*Task instructions*:
Report how many lines of the data below contain the string "logo", treating case as significant. Give only the number.

Location annotation dataset excerpts

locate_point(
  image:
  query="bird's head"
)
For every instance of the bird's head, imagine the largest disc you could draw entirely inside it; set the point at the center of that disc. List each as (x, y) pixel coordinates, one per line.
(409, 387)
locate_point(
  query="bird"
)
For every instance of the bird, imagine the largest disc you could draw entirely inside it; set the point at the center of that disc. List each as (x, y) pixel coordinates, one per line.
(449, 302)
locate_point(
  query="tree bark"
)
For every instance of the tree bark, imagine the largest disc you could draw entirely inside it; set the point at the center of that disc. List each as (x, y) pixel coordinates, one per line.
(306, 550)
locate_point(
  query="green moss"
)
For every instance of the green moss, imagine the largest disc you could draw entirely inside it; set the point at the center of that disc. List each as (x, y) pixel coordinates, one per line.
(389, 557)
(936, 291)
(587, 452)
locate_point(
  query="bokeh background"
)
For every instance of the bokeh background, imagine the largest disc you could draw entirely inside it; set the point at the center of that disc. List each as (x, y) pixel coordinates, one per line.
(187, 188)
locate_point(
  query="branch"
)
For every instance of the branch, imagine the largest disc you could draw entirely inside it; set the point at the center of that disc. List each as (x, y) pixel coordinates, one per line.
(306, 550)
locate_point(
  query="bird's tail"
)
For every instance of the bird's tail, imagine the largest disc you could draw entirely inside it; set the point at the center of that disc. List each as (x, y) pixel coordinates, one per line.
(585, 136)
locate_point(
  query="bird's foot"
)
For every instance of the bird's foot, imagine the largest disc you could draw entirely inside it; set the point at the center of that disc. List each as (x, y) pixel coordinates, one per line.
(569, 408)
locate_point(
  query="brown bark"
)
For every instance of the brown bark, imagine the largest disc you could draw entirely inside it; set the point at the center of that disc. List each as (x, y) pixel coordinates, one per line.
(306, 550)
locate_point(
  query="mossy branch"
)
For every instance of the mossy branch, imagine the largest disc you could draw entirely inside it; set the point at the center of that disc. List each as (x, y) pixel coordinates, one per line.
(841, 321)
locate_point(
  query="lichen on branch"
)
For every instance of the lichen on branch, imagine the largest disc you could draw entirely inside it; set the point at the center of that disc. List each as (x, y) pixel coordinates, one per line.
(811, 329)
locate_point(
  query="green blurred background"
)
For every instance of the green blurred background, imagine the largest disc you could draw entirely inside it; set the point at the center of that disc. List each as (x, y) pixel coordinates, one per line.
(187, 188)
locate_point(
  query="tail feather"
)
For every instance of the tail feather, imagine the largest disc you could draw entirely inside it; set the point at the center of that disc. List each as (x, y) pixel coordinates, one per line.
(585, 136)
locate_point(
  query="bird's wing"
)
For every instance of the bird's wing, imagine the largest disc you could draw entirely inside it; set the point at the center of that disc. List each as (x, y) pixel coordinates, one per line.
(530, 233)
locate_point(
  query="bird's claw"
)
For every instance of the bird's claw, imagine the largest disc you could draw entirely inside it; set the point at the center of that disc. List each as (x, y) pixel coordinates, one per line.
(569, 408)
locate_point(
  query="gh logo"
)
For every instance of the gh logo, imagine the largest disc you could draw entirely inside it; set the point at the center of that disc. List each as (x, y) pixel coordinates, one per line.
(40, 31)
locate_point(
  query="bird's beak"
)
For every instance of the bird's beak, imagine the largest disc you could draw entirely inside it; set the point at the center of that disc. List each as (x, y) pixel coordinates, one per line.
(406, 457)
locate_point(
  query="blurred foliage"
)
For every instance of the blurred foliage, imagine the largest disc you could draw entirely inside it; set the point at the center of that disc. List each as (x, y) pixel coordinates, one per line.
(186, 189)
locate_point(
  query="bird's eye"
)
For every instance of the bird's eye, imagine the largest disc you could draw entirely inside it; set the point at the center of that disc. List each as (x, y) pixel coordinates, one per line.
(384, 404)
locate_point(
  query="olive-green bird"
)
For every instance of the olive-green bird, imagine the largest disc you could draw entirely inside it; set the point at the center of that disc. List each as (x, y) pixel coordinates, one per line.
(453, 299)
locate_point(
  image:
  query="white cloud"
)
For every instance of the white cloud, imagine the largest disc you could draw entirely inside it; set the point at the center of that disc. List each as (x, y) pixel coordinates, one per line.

*Solution to this task*:
2